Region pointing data
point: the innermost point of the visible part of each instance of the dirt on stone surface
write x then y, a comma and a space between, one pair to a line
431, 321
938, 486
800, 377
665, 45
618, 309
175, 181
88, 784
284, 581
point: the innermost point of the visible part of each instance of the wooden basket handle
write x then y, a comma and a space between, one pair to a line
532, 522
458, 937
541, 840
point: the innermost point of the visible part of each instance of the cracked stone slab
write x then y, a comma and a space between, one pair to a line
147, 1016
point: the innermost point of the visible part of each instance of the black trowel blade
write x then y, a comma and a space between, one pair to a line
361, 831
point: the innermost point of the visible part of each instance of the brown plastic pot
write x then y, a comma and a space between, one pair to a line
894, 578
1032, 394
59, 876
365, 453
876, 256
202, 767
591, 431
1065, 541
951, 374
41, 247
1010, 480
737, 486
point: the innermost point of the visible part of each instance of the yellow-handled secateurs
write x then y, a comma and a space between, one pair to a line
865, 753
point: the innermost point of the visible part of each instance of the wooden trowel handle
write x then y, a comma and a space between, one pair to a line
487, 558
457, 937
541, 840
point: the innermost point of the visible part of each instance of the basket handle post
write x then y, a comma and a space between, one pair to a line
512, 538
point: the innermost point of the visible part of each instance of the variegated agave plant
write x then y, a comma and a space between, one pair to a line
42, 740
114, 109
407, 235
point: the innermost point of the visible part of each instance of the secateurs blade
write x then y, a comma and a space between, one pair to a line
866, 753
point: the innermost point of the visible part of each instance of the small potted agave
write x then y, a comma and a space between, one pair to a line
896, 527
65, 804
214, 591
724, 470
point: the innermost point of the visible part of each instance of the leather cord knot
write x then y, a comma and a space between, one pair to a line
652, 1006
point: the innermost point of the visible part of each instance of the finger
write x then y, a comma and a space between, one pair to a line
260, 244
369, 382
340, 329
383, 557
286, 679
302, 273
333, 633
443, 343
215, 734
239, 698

### WHAT YOU HAVE TO DO
For each line above that includes "blade", copy the line.

### PROBLEM SOLUTION
point: the innermost point of the visible part of each instance of the black trowel blade
point: the innermost point of the visible part of each instance of the secateurs blade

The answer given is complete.